Isabelle Nières-Chevrel: La littérature d'enfance et de jeunesse entre la voix, l'image et l'écrit (Bibliothèque comparatiste)
Bibliothèque comparatiste
Auteur: Isabelle Nières-Chevrel
Titre: La littérature d'enfance et de jeunesse entre la voix, l'image et l'écrit
Date de publication: 30/01/2011
Publication: Vox Poetica
Adresse originale (URL): http://www.vox-poetica.org/sflgc/biblio/nieres-chevrel.html
Isabelle Nières-Chevrel: La littérature d'enfance et de jeunesse entre la voix, l'image et l'écrit
La représentation la plus courante que les adultes cultivés se font de la littérature d'enfance et de jeunesse est liée à sa mission sociale d'auxiliaire éducatif. Il n'y a là rien d'infondé. Les premiers écrivains pour enfants furent largement des précepteurs et des enseignants ayant pris la plume à l'intention de leurs élèves ; leurs écrits étaient pensés comme un matériau pédagogique1 . Entre le milieu du XVIIIe siècle et la fin du XIXe siècle, tous les grands pays européens ont inventé une littérature de fiction, correspondant aux étapes du développement de l'enfance et de l'adolescence, et susceptible de plaire aux jeunes lecteurs tout en leur transmettant les valeurs du groupe. En France, cette littérature, qui dans un premier temps n'a pas de nom, se voit désignée autour des années 1830 par l'expression Livres d'éducation, avant que ne s'y substitue celle de Livres d'enfants (1843), puis de Littérature enfantine (1865). Ce n'est que dans les années 1980 que s'impose l'expression Littérature d'enfance et de jeunesse2 .

■ ■ ■

#### Consigne
Relevez, dans l'extrait sur la littérature d'enfance et de jeunesse, toutes les expressions qui ont servi en France à désigner cette littérature. Les lignes placées ci-dessous ne sont d'aucune utilité ici.

■ ■ ■

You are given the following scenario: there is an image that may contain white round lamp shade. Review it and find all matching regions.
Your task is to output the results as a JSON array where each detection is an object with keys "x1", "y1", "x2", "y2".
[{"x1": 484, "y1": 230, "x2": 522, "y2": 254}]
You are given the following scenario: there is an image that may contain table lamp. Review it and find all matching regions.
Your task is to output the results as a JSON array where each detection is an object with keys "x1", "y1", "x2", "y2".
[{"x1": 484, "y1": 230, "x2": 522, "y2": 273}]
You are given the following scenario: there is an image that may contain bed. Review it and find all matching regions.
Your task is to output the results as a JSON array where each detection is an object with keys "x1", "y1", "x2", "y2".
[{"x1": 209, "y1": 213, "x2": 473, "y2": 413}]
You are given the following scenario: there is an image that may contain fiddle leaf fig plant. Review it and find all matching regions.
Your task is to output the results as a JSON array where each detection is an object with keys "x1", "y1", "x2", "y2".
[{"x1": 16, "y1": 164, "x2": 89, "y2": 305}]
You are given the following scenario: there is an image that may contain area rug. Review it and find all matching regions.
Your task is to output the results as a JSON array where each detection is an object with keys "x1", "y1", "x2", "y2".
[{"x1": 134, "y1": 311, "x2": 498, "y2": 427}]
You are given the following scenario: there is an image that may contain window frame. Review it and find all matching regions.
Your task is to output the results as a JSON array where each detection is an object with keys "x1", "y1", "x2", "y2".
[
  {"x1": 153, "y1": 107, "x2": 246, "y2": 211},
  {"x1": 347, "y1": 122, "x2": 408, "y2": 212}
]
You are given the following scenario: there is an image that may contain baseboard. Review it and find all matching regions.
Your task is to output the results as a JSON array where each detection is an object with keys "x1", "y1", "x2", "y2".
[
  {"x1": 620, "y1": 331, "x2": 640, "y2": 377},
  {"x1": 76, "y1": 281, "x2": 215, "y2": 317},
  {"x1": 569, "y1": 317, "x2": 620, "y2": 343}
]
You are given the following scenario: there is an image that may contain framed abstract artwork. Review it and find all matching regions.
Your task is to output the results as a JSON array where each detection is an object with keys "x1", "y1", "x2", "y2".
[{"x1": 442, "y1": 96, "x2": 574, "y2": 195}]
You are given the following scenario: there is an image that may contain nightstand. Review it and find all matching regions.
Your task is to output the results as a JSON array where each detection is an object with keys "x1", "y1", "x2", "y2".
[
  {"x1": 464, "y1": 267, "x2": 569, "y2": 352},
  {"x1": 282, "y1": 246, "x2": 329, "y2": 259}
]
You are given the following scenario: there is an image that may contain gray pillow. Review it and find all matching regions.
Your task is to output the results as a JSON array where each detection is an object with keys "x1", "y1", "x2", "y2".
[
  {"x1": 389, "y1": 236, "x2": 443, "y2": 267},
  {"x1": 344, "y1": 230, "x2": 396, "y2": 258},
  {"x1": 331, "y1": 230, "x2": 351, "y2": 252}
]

■ ■ ■

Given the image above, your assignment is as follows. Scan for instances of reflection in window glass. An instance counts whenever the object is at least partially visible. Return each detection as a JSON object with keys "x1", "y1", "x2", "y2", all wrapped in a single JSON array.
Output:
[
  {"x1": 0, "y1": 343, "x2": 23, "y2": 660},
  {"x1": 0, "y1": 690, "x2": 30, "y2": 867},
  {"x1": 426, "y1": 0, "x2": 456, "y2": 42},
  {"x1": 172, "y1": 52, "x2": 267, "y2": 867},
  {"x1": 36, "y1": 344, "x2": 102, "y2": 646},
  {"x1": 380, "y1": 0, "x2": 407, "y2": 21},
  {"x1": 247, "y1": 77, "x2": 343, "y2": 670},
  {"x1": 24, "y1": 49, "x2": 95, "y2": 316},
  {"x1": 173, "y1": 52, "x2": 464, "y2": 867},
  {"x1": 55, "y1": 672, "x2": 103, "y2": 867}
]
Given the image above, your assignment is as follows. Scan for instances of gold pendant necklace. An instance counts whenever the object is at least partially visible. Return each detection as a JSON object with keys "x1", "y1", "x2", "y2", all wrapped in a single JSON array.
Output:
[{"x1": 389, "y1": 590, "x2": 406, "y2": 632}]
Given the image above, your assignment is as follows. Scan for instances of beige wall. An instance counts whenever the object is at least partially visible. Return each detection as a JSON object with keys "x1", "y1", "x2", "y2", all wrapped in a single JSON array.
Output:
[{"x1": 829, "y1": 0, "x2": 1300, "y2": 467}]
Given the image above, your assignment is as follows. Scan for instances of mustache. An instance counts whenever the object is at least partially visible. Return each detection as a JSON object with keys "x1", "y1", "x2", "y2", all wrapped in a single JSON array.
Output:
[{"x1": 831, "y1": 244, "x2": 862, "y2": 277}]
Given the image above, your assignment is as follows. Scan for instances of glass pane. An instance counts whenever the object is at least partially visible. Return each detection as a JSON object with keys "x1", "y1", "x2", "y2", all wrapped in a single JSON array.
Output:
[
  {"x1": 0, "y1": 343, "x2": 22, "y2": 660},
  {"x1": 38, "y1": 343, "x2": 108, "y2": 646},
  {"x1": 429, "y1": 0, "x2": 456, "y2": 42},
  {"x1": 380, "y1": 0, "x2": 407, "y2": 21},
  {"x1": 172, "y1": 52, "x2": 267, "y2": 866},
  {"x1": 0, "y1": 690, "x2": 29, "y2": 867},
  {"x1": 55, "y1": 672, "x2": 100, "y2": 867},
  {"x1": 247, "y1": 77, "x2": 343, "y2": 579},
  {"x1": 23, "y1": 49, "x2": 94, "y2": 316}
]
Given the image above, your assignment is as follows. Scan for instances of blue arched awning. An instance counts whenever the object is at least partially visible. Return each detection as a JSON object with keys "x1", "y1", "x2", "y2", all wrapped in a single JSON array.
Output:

■ ■ ■

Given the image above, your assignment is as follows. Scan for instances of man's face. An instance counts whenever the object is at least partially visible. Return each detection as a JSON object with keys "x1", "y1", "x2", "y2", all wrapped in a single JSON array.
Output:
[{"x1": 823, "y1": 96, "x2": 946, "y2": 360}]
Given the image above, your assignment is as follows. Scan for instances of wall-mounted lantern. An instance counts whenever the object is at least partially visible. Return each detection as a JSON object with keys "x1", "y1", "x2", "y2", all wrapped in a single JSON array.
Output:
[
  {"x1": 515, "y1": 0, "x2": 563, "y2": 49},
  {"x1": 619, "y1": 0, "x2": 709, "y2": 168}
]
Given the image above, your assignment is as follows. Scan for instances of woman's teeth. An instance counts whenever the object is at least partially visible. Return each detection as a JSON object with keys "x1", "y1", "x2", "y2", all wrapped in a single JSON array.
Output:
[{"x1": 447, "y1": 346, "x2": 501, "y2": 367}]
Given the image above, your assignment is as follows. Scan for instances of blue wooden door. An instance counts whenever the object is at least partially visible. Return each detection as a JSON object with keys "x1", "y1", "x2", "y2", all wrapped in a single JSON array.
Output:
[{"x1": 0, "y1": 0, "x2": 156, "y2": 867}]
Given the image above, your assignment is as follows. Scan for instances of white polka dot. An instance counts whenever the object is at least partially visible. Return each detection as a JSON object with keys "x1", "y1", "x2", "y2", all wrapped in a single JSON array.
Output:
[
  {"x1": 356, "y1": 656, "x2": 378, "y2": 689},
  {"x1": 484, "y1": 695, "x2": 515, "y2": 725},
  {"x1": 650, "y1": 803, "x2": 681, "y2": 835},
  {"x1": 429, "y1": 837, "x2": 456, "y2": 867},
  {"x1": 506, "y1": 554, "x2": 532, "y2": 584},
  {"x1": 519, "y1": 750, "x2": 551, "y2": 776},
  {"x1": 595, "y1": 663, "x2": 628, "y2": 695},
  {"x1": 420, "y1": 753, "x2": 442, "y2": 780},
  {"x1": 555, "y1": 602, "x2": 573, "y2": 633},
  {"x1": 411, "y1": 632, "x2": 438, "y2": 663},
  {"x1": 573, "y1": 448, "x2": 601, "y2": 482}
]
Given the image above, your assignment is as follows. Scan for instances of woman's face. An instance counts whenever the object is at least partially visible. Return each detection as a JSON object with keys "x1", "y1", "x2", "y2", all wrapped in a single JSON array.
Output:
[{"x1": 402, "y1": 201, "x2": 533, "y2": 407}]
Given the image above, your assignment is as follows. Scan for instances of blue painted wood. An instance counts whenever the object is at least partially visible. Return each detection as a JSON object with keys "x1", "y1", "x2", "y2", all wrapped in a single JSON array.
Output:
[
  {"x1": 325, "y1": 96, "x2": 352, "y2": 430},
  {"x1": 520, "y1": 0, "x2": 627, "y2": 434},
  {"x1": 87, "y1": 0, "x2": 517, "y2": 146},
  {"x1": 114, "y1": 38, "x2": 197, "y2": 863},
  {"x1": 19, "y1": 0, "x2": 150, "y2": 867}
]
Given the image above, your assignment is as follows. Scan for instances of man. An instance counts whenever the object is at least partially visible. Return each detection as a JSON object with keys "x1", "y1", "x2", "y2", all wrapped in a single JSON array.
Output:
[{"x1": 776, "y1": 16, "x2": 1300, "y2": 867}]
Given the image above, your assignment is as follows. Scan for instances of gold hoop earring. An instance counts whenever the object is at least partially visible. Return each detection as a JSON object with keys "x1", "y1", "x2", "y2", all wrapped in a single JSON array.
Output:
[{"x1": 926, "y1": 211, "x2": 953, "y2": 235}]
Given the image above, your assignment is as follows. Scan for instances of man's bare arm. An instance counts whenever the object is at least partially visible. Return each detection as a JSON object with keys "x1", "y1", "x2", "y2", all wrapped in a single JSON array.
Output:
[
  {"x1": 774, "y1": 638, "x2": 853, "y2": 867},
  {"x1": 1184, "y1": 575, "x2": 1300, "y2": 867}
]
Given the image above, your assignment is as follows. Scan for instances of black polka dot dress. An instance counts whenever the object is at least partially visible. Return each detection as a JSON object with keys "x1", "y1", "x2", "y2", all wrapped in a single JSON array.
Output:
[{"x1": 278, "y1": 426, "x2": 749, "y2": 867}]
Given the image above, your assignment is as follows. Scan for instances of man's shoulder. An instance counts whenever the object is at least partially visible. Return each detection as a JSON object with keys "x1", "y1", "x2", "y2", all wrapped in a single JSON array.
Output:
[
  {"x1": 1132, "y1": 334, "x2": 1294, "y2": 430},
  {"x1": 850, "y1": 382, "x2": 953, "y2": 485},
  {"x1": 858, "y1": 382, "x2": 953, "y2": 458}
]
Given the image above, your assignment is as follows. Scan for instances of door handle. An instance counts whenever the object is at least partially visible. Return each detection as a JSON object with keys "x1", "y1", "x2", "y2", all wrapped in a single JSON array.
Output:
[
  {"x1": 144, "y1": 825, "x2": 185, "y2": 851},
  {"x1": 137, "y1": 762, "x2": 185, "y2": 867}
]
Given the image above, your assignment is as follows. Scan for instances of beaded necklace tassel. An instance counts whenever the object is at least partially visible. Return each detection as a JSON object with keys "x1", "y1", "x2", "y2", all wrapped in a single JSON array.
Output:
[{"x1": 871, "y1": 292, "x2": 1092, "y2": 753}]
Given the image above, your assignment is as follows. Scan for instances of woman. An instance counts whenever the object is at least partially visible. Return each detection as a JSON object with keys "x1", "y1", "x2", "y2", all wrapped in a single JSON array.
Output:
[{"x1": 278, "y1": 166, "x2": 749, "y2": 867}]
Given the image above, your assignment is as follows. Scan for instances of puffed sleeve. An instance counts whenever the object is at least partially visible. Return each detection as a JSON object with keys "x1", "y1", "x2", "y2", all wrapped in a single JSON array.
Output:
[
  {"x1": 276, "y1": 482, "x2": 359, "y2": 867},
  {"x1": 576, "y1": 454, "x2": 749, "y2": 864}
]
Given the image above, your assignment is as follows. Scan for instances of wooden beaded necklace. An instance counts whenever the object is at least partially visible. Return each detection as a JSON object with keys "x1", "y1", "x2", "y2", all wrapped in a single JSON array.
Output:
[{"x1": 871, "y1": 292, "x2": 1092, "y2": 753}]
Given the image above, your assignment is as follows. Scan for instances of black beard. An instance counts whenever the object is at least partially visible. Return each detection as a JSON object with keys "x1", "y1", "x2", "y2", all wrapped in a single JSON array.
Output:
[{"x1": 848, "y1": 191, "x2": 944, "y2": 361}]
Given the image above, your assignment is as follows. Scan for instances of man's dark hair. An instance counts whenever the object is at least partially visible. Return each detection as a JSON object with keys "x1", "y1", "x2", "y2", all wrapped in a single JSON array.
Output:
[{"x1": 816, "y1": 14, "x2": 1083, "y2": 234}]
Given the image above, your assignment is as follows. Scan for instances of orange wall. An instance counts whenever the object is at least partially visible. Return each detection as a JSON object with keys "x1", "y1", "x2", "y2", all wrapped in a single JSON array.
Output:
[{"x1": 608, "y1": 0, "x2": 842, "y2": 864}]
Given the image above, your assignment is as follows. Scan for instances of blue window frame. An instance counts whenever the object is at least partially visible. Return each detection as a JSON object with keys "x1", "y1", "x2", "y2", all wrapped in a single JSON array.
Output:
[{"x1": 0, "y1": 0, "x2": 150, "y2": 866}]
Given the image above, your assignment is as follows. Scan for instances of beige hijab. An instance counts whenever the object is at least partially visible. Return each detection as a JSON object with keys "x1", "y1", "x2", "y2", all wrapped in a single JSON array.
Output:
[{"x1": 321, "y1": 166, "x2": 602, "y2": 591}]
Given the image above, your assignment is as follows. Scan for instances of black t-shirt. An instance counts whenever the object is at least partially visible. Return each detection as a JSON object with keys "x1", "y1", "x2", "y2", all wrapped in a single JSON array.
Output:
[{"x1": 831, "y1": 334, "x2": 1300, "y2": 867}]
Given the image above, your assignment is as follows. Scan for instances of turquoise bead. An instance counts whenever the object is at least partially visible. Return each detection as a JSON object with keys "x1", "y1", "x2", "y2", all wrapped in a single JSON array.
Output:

■ ■ ■

#### Exercice corrigé
- Livres d'éducation
- Livres d'enfants
- Littérature enfantine
- Littérature d'enfance et de jeunesse